> _Exercise directions_:
Edit the records below so that each "Regions" becomes "Outlines", and keep every other line and character as it is.

— Begin Data supplied —

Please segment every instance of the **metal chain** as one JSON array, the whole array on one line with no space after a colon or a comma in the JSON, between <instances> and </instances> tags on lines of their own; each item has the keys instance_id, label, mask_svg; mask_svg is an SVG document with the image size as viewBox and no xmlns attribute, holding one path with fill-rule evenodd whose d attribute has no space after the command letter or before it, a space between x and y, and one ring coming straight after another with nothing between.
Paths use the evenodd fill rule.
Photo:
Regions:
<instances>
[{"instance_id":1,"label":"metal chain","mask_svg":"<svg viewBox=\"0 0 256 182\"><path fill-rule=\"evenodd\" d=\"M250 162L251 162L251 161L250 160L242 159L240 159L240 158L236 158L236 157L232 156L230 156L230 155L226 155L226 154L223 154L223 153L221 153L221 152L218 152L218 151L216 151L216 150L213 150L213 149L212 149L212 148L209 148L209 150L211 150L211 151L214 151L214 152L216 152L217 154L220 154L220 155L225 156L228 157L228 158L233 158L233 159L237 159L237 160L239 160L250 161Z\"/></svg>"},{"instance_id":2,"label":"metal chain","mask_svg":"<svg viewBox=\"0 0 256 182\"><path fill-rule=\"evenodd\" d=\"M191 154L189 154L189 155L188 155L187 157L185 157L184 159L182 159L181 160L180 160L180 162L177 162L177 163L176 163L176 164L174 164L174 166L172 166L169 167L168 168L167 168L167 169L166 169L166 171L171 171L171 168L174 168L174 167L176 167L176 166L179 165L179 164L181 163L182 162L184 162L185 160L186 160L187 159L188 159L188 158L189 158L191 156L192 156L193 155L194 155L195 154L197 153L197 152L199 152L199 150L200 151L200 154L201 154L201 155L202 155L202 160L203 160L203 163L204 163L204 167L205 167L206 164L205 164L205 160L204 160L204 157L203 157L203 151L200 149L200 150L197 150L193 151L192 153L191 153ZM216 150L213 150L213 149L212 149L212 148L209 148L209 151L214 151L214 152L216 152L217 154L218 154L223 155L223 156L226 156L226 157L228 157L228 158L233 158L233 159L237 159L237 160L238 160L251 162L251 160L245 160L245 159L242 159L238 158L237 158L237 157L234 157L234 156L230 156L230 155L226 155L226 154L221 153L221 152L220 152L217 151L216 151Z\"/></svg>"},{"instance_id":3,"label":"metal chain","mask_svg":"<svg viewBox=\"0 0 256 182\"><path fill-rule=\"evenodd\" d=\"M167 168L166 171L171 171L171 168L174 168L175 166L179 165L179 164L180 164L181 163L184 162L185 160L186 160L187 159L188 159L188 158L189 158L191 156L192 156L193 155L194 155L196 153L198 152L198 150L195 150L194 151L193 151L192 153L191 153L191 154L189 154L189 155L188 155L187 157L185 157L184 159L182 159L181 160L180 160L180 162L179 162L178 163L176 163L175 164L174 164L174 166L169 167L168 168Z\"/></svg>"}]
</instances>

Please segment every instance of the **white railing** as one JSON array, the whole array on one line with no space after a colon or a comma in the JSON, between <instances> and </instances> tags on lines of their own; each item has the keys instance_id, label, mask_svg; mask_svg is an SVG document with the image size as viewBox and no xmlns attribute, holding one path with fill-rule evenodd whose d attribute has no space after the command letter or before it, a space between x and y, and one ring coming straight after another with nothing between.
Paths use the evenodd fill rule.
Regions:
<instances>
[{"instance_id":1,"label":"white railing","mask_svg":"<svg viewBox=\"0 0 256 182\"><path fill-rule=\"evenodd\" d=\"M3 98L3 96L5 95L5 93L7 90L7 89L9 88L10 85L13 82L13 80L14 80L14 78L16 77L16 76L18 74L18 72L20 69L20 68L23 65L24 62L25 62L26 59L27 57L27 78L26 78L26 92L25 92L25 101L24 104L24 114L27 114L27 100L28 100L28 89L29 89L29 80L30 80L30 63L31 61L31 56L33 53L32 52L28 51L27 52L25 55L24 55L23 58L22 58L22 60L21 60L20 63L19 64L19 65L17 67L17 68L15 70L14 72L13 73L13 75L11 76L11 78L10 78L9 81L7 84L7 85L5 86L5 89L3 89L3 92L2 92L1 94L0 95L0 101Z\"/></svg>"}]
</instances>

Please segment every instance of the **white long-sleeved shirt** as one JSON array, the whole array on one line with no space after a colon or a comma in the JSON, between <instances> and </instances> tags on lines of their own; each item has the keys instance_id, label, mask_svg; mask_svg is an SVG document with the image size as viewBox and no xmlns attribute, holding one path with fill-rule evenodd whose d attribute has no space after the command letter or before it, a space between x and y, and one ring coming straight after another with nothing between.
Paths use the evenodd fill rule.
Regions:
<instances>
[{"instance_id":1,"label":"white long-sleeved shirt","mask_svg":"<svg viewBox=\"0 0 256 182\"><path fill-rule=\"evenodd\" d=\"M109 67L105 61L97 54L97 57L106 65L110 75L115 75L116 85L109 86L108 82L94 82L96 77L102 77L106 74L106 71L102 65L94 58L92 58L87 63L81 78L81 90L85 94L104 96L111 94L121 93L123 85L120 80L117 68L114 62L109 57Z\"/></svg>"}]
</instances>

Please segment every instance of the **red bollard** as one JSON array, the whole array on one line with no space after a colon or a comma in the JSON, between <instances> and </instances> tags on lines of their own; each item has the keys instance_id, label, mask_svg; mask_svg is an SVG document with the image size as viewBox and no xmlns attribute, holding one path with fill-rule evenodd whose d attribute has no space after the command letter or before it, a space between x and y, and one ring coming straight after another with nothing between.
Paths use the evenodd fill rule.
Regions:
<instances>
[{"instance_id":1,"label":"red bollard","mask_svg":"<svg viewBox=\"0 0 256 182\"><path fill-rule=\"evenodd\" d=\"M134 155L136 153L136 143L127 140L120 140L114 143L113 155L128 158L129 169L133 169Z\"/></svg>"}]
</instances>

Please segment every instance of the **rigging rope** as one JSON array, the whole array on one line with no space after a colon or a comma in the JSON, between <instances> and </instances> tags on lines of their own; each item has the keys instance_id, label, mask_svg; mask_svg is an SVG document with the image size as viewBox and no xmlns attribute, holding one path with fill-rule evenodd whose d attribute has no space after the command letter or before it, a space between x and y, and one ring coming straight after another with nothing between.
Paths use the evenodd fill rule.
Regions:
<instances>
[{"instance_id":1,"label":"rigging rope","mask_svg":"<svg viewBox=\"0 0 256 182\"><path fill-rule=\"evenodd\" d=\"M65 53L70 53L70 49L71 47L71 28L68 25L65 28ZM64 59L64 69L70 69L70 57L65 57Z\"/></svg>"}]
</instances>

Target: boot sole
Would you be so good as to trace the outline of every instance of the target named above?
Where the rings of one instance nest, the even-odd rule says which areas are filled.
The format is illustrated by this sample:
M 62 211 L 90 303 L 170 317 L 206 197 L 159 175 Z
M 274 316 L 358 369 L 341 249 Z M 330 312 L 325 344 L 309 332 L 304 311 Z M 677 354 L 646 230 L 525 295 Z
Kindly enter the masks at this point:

— End Data supplied —

> _Task output_:
Please segment every instance of the **metal chain** as one JSON array, the whole array on one line with no space after a colon or a comma in the JSON, between <instances> and </instances> tags on lines of their own; each item has the keys instance_id, label, mask_svg; mask_svg is an SVG document with the image size as viewBox and no xmlns attribute, holding one path with fill-rule evenodd whose d attribute has no space after the command letter or before it, a space between x and y, and one ring coming straight after another with nothing between.
Paths use the evenodd fill rule.
Photo:
Outlines:
<instances>
[{"instance_id":1,"label":"metal chain","mask_svg":"<svg viewBox=\"0 0 256 182\"><path fill-rule=\"evenodd\" d=\"M250 162L251 162L251 161L250 160L242 159L240 159L240 158L236 158L236 157L232 156L230 156L230 155L226 155L226 154L223 154L223 153L221 153L221 152L218 152L218 151L216 151L216 150L213 150L213 149L212 149L212 148L209 148L209 150L211 150L211 151L214 151L214 152L216 152L217 154L220 154L220 155L225 156L228 157L228 158L233 158L233 159L237 159L237 160L239 160L250 161Z\"/></svg>"},{"instance_id":2,"label":"metal chain","mask_svg":"<svg viewBox=\"0 0 256 182\"><path fill-rule=\"evenodd\" d=\"M191 154L189 154L189 155L188 155L187 157L185 157L184 159L182 159L181 160L180 160L180 162L177 162L177 163L176 163L176 164L174 164L174 166L172 166L169 167L168 168L167 168L167 169L166 169L166 171L171 171L171 168L174 168L174 167L176 167L176 166L179 165L179 164L181 163L182 162L184 162L185 160L186 160L187 159L188 159L188 158L189 158L191 156L192 156L193 155L194 155L195 154L197 153L197 152L199 152L199 150L200 151L200 154L201 154L201 155L202 155L202 160L203 160L203 163L204 163L204 167L205 167L206 164L205 164L205 160L204 160L204 157L203 157L203 151L200 149L200 150L197 150L193 151L192 153L191 153ZM216 150L213 150L213 149L212 149L212 148L209 148L209 151L214 151L214 152L216 152L217 154L218 154L223 155L223 156L226 156L226 157L228 157L228 158L233 158L233 159L237 159L237 160L238 160L251 162L251 160L245 160L245 159L242 159L238 158L237 158L237 157L234 157L234 156L230 156L230 155L226 155L226 154L221 153L221 152L220 152L217 151L216 151Z\"/></svg>"},{"instance_id":3,"label":"metal chain","mask_svg":"<svg viewBox=\"0 0 256 182\"><path fill-rule=\"evenodd\" d=\"M167 168L166 171L171 171L171 168L174 168L175 166L179 165L179 164L180 164L181 163L184 162L185 160L186 160L187 159L188 159L188 158L189 158L191 156L192 156L193 155L194 155L196 153L198 152L198 150L195 150L194 151L193 151L192 153L191 153L191 154L189 154L189 155L188 155L187 157L185 157L184 159L182 159L181 160L180 160L180 162L179 162L178 163L176 163L175 164L174 164L174 166L169 167L168 168Z\"/></svg>"}]
</instances>

Please segment every instance of the **white railing** as one JSON array, the whole array on one line with no space after a colon or a comma in the JSON, between <instances> and </instances> tags on lines of their own; each item has the keys instance_id, label, mask_svg; mask_svg is an SVG document with the image size as viewBox and no xmlns attribute, holding one path with fill-rule evenodd whose d attribute has no space after the command letter or before it, a space between x and y, and one ring coming straight after another with nothing between.
Paths use the evenodd fill rule.
Outlines:
<instances>
[{"instance_id":1,"label":"white railing","mask_svg":"<svg viewBox=\"0 0 256 182\"><path fill-rule=\"evenodd\" d=\"M3 98L3 96L5 95L5 93L7 90L7 89L9 88L10 85L13 82L13 80L14 80L14 78L16 77L16 76L18 74L18 72L20 69L20 68L23 65L24 62L25 62L26 59L27 57L27 78L26 78L26 92L25 92L25 101L24 104L24 114L27 114L27 100L28 100L28 89L29 89L29 80L30 80L30 63L31 61L31 56L33 53L32 52L28 51L27 52L25 55L24 55L23 58L22 58L22 60L21 60L20 63L19 64L19 65L17 67L17 68L15 70L14 72L13 73L13 75L11 76L11 78L10 78L9 81L7 84L7 85L5 86L5 89L3 89L3 92L2 92L1 94L0 95L0 101Z\"/></svg>"}]
</instances>

Please segment every instance of the **white long-sleeved shirt** as one JSON array, the whole array on one line with no space after a colon or a comma in the JSON, between <instances> and </instances> tags on lines of their own; each item has the keys instance_id, label, mask_svg; mask_svg is an SVG document with the image size as viewBox and no xmlns attribute, holding one path with fill-rule evenodd whose d attribute has no space after the command letter or before it, a space between x and y, and one ring coming straight after another with nothing between.
Paths use the evenodd fill rule.
Outlines:
<instances>
[{"instance_id":1,"label":"white long-sleeved shirt","mask_svg":"<svg viewBox=\"0 0 256 182\"><path fill-rule=\"evenodd\" d=\"M109 67L105 61L97 54L97 57L106 65L110 75L115 75L116 85L109 86L108 82L94 82L96 77L102 77L106 74L106 71L102 65L94 58L92 58L87 63L81 78L81 90L85 94L104 96L111 94L121 93L123 85L120 80L117 68L114 62L109 57Z\"/></svg>"}]
</instances>

Please segment every instance of the **red bollard** as one JSON array, the whole array on one line with no space after a colon or a comma in the JSON, between <instances> and </instances> tags on lines of their own; each item has the keys instance_id, label, mask_svg; mask_svg is an SVG document with the image size as viewBox and no xmlns attribute, holding one path with fill-rule evenodd whose d attribute has no space after the command letter or before it, a space between x and y, and one ring coming straight after another with nothing between.
Paths use the evenodd fill rule.
Outlines:
<instances>
[{"instance_id":1,"label":"red bollard","mask_svg":"<svg viewBox=\"0 0 256 182\"><path fill-rule=\"evenodd\" d=\"M134 155L136 153L136 143L127 140L120 140L114 143L113 155L128 158L129 169L133 169Z\"/></svg>"}]
</instances>

Please segment every instance of the **rigging rope** as one JSON array, the whole array on one line with no space after a colon or a comma in the JSON, between <instances> and </instances> tags on lines of their own; each item has the keys instance_id, label, mask_svg; mask_svg is an SVG document with the image size as viewBox and no xmlns attribute, holding one path with fill-rule evenodd whose d attribute has no space after the command letter or before it, a space between x and y, and one ring coming straight after another with nothing between.
Paths use the evenodd fill rule.
Outlines:
<instances>
[{"instance_id":1,"label":"rigging rope","mask_svg":"<svg viewBox=\"0 0 256 182\"><path fill-rule=\"evenodd\" d=\"M65 53L70 53L70 49L71 47L71 28L68 25L65 28ZM64 59L64 69L70 69L70 57L65 57Z\"/></svg>"}]
</instances>

Target: boot sole
Would you be so good as to trace the outline of every instance of the target named above?
Where the rings of one instance nest, the even-odd rule says which areas are filled.
The format is illustrated by this sample:
M 62 211 L 90 303 L 170 317 L 206 197 L 159 175 Z
M 274 316 L 358 369 L 341 249 Z M 330 312 L 325 344 L 309 332 L 304 311 Z M 677 354 L 646 230 L 525 295 Z
Kindly enter the masks at this point:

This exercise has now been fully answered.